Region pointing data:
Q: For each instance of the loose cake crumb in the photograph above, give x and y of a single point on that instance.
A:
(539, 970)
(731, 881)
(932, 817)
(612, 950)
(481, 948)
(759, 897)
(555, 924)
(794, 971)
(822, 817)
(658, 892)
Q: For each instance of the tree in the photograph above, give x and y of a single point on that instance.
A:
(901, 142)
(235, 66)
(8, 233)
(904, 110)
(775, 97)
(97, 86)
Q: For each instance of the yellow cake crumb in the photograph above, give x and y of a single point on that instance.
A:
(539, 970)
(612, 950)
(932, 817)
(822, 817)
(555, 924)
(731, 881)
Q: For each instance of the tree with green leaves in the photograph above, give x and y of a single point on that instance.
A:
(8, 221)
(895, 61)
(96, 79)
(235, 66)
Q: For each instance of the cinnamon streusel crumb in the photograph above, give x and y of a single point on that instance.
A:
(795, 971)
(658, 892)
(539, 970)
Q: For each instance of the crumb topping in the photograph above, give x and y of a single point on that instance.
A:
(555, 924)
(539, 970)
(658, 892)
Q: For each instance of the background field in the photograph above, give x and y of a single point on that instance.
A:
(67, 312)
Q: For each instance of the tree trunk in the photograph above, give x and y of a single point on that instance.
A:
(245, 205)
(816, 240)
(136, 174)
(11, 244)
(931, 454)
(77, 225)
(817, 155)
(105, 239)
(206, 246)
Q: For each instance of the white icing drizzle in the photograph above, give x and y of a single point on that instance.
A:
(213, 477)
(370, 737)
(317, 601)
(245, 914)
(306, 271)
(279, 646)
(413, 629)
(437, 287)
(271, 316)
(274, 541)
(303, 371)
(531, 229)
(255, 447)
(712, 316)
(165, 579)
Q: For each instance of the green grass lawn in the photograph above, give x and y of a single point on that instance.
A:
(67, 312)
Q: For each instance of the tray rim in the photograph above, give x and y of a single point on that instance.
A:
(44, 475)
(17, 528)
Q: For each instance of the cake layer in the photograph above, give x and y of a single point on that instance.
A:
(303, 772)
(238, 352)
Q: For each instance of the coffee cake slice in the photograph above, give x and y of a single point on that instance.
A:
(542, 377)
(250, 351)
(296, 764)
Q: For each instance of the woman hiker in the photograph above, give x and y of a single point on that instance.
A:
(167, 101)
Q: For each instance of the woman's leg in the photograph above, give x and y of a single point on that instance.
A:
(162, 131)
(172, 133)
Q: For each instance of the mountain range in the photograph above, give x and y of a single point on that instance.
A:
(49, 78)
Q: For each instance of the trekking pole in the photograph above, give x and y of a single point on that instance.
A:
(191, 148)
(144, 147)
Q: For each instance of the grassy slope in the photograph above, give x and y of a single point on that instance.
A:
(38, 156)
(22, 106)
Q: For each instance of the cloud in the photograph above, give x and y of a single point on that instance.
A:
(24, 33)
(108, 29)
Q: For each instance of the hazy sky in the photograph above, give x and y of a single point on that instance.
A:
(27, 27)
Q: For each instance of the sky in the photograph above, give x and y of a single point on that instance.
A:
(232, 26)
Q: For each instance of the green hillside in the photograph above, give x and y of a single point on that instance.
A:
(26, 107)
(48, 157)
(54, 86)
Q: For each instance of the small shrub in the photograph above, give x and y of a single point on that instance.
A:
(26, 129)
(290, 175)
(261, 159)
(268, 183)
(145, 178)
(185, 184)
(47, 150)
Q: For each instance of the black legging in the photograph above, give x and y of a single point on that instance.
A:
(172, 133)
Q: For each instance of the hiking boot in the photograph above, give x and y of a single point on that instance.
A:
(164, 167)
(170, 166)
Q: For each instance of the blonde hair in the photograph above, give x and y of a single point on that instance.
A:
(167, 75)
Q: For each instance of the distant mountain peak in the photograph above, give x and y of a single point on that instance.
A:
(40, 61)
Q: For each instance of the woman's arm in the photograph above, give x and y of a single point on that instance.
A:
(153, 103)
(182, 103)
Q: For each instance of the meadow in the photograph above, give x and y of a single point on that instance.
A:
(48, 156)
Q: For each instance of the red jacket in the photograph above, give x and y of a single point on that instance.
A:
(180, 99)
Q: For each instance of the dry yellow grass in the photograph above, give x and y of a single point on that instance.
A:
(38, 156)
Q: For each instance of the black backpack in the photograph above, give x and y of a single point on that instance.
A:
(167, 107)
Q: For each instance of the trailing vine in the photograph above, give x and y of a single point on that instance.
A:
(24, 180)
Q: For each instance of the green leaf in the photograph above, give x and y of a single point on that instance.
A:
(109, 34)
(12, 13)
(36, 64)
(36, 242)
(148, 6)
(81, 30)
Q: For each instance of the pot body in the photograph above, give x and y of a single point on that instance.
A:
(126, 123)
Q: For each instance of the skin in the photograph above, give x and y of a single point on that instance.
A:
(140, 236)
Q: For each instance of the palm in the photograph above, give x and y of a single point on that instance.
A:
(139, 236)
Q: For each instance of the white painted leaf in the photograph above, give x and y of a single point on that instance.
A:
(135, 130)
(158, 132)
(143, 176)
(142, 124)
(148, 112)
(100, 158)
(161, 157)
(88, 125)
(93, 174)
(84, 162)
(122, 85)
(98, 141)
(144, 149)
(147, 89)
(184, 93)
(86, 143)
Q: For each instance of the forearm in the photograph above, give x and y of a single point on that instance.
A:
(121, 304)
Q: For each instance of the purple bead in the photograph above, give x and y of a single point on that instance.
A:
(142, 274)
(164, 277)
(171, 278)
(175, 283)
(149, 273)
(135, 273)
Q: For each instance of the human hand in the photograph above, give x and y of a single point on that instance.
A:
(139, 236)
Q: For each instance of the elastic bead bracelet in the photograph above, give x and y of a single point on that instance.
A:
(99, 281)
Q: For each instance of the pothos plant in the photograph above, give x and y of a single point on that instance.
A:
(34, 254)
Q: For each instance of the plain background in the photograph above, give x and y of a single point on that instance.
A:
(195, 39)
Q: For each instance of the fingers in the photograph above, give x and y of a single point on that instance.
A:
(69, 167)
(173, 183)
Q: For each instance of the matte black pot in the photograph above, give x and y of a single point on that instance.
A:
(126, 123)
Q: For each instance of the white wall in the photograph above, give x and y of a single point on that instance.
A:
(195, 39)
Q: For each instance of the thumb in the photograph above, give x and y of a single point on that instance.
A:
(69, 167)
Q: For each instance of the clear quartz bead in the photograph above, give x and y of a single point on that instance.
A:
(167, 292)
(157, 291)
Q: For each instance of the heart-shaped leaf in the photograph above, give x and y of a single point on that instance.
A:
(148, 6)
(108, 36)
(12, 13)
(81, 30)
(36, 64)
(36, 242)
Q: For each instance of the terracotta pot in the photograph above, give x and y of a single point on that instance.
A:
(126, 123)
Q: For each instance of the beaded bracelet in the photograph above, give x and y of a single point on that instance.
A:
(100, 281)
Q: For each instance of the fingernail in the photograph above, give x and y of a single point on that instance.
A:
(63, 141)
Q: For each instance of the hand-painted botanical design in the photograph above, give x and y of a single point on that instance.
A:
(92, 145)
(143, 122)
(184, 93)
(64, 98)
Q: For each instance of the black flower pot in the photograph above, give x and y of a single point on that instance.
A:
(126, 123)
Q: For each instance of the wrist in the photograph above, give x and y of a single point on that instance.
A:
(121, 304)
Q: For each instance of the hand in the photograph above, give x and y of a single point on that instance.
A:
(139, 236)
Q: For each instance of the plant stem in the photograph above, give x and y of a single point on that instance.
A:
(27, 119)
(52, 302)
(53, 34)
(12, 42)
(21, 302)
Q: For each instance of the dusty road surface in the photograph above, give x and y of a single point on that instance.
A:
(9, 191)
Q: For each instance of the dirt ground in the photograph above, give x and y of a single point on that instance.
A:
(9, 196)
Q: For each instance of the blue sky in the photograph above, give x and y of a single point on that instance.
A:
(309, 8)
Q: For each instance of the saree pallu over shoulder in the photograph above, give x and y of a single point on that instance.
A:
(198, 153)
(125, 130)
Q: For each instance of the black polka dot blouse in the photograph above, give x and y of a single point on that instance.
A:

**Work to complete:** All lines in the records with the string "bracelet" should be copied out.

**Solution for this problem:**
Q: For each instance of the elastic bead bracelet in the photograph above, give x and y of a single point on that instance.
Q: For each instance of the beaded bracelet in the photograph above, give x and y of a single point on that instance.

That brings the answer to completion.